- [Exercise requirements] Reproduce each record exactly.

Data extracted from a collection
* * *

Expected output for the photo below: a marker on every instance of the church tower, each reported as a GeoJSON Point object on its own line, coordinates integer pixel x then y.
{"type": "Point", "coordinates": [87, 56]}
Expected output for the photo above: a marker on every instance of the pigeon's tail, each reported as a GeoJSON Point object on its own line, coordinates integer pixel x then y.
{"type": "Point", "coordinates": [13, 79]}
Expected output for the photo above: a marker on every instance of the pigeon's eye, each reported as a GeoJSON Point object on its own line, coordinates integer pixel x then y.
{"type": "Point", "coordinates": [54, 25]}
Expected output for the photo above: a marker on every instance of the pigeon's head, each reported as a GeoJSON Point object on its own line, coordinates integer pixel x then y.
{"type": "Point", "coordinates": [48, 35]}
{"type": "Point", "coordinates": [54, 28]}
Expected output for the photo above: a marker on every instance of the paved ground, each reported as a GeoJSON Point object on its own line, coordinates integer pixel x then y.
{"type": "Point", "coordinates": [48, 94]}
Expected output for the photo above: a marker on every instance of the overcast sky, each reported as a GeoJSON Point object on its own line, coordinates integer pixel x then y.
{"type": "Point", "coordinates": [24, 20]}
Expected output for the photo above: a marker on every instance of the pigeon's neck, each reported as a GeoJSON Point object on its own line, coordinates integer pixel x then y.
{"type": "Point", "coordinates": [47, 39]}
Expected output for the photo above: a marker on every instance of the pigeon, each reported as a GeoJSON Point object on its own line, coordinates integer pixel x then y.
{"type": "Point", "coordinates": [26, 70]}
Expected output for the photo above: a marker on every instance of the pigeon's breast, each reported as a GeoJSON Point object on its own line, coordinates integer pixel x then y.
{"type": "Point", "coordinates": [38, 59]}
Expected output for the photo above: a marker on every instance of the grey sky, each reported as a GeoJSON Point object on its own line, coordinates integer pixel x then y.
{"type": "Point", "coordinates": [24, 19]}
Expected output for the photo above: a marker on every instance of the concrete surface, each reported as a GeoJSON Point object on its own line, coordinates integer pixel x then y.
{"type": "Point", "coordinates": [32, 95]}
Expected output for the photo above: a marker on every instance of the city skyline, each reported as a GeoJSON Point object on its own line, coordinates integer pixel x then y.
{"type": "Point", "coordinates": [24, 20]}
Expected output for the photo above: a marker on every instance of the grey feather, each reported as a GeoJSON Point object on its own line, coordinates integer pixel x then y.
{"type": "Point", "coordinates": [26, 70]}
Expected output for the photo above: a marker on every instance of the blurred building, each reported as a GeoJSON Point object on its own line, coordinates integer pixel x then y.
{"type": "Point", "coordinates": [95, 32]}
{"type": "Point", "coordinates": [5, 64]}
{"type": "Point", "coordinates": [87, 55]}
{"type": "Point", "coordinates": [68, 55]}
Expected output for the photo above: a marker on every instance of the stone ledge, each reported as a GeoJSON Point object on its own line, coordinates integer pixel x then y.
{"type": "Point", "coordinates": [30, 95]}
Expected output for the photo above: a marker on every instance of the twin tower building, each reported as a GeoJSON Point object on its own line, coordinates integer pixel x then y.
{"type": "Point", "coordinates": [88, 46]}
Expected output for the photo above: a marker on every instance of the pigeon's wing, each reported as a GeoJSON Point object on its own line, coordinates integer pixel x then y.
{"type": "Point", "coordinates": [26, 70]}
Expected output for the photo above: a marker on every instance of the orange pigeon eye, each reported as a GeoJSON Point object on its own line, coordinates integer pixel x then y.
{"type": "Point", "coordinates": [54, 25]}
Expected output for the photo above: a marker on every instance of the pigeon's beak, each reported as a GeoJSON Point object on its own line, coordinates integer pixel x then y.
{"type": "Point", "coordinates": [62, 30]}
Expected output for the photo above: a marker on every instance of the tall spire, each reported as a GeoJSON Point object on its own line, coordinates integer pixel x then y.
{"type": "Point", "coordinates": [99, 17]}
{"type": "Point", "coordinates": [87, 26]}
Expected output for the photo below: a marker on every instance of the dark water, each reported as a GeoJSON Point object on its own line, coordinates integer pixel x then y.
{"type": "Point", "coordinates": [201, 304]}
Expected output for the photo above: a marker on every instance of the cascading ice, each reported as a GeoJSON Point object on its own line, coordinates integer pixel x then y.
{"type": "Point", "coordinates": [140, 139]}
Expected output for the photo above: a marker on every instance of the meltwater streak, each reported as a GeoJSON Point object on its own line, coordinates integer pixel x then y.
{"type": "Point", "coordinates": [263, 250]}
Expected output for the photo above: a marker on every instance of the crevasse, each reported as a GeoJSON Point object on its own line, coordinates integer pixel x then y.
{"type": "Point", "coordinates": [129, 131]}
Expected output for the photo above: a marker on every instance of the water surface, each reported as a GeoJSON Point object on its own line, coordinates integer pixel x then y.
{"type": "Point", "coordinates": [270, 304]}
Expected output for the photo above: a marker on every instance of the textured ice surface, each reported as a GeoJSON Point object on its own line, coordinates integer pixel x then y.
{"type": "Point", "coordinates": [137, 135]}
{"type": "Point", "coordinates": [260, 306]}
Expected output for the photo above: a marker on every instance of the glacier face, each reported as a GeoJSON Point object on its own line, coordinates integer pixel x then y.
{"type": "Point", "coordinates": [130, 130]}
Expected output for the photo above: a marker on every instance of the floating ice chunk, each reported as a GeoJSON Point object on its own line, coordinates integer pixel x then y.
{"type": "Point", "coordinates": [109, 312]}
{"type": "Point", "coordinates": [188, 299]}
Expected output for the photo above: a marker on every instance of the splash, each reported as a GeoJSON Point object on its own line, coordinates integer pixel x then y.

* * *

- [Output]
Expected output for the photo below: a marker on every instance of the church tower, each reported as a GeoJSON Point object on its own line, coordinates integer pixel x then y.
{"type": "Point", "coordinates": [87, 56]}
Expected output for the photo above: a marker on every instance of the pigeon's tail, each reported as a GeoJSON Point object on its own line, coordinates integer pixel x then y.
{"type": "Point", "coordinates": [13, 79]}
Expected output for the photo above: a marker on every instance of the pigeon's eye, each reported as a GeoJSON Point object on its own line, coordinates integer pixel x then y.
{"type": "Point", "coordinates": [54, 25]}
Expected output for the photo above: a marker on every instance of the pigeon's head, each reported as a GeoJSON Point object on its own line, coordinates integer pixel x then y.
{"type": "Point", "coordinates": [48, 35]}
{"type": "Point", "coordinates": [54, 28]}
Expected output for the photo above: a marker on every instance of the paved ground, each reported as a GeoJSON Point object on its own line, coordinates integer pixel x then y.
{"type": "Point", "coordinates": [48, 94]}
Expected output for the photo above: a marker on every instance of the overcast sky, each reported as a GeoJSON Point object on its own line, coordinates integer pixel x then y.
{"type": "Point", "coordinates": [24, 20]}
Expected output for the photo above: a marker on every instance of the pigeon's neck, each reported as a GeoJSON Point object on its own line, coordinates integer pixel x then y.
{"type": "Point", "coordinates": [47, 39]}
Expected output for the photo above: a marker on every instance of the pigeon, each reported as a GeoJSON Point object on its own line, coordinates integer pixel x then y.
{"type": "Point", "coordinates": [26, 70]}
Expected output for the photo above: a marker on every instance of the pigeon's breast, each reported as a GeoJSON Point object on its own line, coordinates integer pixel x then y.
{"type": "Point", "coordinates": [38, 59]}
Expected output for the photo above: a marker on every instance of the grey sky, each reported as a GeoJSON Point object on its own line, coordinates integer pixel x then y.
{"type": "Point", "coordinates": [24, 19]}
Expected output for the photo above: a marker on every instance of the concrete surface, each reported as a GeoJSON Point object on its own line, coordinates integer pixel x then y.
{"type": "Point", "coordinates": [32, 95]}
Expected output for the photo above: a marker on every instance of the city skyline, each reported as a GeoJSON Point object on its own line, coordinates integer pixel x then y.
{"type": "Point", "coordinates": [24, 20]}
Expected output for the photo above: a marker on every instance of the grey feather, each reported as a GeoJSON Point object on its own line, coordinates integer pixel x then y.
{"type": "Point", "coordinates": [26, 70]}
Expected output for the photo above: a marker on every instance of the blurred building, each reported as a GeoJSON Point object on its own line, coordinates integer pixel x then y.
{"type": "Point", "coordinates": [95, 32]}
{"type": "Point", "coordinates": [5, 64]}
{"type": "Point", "coordinates": [87, 55]}
{"type": "Point", "coordinates": [68, 55]}
Expected output for the photo above: a marker on every instance of the stone ledge, each reported as a GeoJSON Point object on its own line, coordinates integer pixel x then y.
{"type": "Point", "coordinates": [30, 95]}
Expected output for the photo above: a marker on every instance of the twin tower building, each reported as a GeoJSON Point object on its own line, coordinates integer pixel x then y.
{"type": "Point", "coordinates": [88, 46]}
Expected output for the photo above: a marker on every instance of the pigeon's wing, each reported as a GeoJSON Point object on its own line, coordinates integer pixel x then y.
{"type": "Point", "coordinates": [26, 70]}
Expected output for the photo above: a marker on every instance of the orange pigeon eye, each reported as a GeoJSON Point object on its own line, coordinates integer pixel x then y.
{"type": "Point", "coordinates": [54, 25]}
Expected output for the photo above: a marker on every instance of the pigeon's beak, each reported as a GeoJSON Point object on its own line, coordinates integer pixel x then y.
{"type": "Point", "coordinates": [62, 30]}
Expected output for the photo above: a marker on every instance of the tall spire, each reported as a GeoJSON Point object on its own line, coordinates integer pixel x then y.
{"type": "Point", "coordinates": [99, 17]}
{"type": "Point", "coordinates": [87, 26]}
Expected output for the photo below: a marker on every instance of the dark water, each reported as a GeoJSON Point object on its own line, coordinates integer pixel x then y.
{"type": "Point", "coordinates": [201, 304]}
Expected output for the photo above: a marker on every instance of the cascading ice, each reported as a GeoJSON Point object on its own line, coordinates integer pixel x then y.
{"type": "Point", "coordinates": [140, 139]}
Expected output for the photo above: a marker on every instance of the meltwater streak, each reported as a GeoJSON Point object on its own line, coordinates integer pixel x then y.
{"type": "Point", "coordinates": [263, 250]}
Expected output for the photo above: a marker on every instance of the crevasse, each reported as a GeoJSON Point object on its own line, coordinates integer pixel x then y.
{"type": "Point", "coordinates": [129, 131]}
Expected output for the photo above: a marker on every instance of the water surface, each reported as a GeoJSON Point object on its own line, coordinates integer pixel x then y.
{"type": "Point", "coordinates": [270, 304]}
Expected output for the photo above: a marker on every instance of the textured ice surface, each reported as a GeoJSON Point object on its own line, coordinates integer pixel x then y.
{"type": "Point", "coordinates": [137, 135]}
{"type": "Point", "coordinates": [260, 306]}
Expected output for the photo above: a marker on every instance of the glacier face, each reported as a GeoJSON Point object on its own line, coordinates integer pixel x then y.
{"type": "Point", "coordinates": [130, 130]}
Expected output for the photo above: a marker on every instance of the floating ice chunk, each reported as a GeoJSON Point object on its own line, coordinates integer pixel x then y.
{"type": "Point", "coordinates": [109, 312]}
{"type": "Point", "coordinates": [188, 299]}
Expected output for the photo above: a marker on every instance of the splash, each reported as a GeoJSON Point object on its own line, coordinates integer pixel x then y.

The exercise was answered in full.